RECORDS.
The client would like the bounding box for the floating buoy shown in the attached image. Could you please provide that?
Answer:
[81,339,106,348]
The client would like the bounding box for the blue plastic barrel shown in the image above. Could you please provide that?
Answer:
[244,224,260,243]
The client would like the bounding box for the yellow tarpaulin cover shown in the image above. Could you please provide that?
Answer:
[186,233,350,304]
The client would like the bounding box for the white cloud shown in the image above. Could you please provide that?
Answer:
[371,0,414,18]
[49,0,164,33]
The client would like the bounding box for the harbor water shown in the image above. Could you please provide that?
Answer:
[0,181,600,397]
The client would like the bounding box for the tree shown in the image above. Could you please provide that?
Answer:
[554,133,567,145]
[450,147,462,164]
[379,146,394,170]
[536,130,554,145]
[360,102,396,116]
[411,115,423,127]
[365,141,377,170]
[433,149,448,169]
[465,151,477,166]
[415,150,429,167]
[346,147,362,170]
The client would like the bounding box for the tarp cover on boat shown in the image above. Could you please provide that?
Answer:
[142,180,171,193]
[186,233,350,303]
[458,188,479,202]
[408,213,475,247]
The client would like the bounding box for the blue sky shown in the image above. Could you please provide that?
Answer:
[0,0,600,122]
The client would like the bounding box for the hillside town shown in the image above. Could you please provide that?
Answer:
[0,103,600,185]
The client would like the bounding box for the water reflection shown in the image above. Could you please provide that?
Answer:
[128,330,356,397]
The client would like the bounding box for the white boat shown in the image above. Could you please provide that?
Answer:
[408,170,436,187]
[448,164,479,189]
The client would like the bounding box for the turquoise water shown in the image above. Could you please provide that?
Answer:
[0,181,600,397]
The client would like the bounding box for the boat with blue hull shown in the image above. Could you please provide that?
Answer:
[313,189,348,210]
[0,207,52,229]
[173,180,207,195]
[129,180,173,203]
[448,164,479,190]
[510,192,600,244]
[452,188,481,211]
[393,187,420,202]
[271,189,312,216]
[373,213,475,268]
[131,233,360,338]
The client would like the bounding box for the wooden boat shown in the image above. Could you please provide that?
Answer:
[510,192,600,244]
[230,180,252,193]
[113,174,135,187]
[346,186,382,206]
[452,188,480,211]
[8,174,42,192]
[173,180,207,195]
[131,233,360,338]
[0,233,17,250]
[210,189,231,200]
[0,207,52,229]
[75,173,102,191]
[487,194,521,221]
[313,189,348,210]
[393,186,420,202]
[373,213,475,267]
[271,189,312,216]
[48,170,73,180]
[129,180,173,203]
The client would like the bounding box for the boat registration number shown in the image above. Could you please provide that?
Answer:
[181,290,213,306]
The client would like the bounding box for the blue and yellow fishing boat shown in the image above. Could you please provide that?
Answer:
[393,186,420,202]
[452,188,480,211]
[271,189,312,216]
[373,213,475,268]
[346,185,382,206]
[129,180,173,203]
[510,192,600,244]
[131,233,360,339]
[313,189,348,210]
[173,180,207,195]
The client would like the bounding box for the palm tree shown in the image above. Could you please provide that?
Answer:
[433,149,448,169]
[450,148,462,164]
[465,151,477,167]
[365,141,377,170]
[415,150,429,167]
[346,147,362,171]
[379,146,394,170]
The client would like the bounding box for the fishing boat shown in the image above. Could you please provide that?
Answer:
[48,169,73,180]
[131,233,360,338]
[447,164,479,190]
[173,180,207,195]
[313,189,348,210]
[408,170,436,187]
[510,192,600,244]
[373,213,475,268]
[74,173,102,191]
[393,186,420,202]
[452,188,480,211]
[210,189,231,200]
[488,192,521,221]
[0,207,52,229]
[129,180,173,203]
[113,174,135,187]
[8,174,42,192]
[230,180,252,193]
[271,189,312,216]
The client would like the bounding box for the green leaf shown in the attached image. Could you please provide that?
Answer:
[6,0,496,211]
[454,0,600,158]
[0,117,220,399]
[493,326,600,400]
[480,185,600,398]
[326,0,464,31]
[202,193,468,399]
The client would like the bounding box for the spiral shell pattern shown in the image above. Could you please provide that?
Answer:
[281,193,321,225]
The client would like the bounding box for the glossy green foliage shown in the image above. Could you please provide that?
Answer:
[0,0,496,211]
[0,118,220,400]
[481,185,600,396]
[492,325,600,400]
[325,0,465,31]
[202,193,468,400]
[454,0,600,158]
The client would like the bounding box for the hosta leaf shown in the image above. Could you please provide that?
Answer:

WHAT THE EXERCISE ASKS. Gather every line in the entries above that contains the word "boat", and copy each one in full. Case counts, so include only lines where the word has that exact capitalization.

COMPLETE ANSWER.
The client would like the bounding box for the tarp cover on boat shown in the image above. Could you please provide that?
The client would like the bounding box for the white boat shown in the image above. Could you please provide that?
The client would like the bounding box for the boat with blue hull shown in the image above. Could you please provide that?
The client would like the bounding box for the wooden boat shown in the image above. Could you please provide that?
The client would like the bounding box for the boat registration number shown in the image above. Could you please provide that?
The client would like the bounding box for the blue and yellow fishing boat shown in the image above. Could you please provide that?
The client would like the bounding box for the fishing boat shown in the image above. Could you please provide that?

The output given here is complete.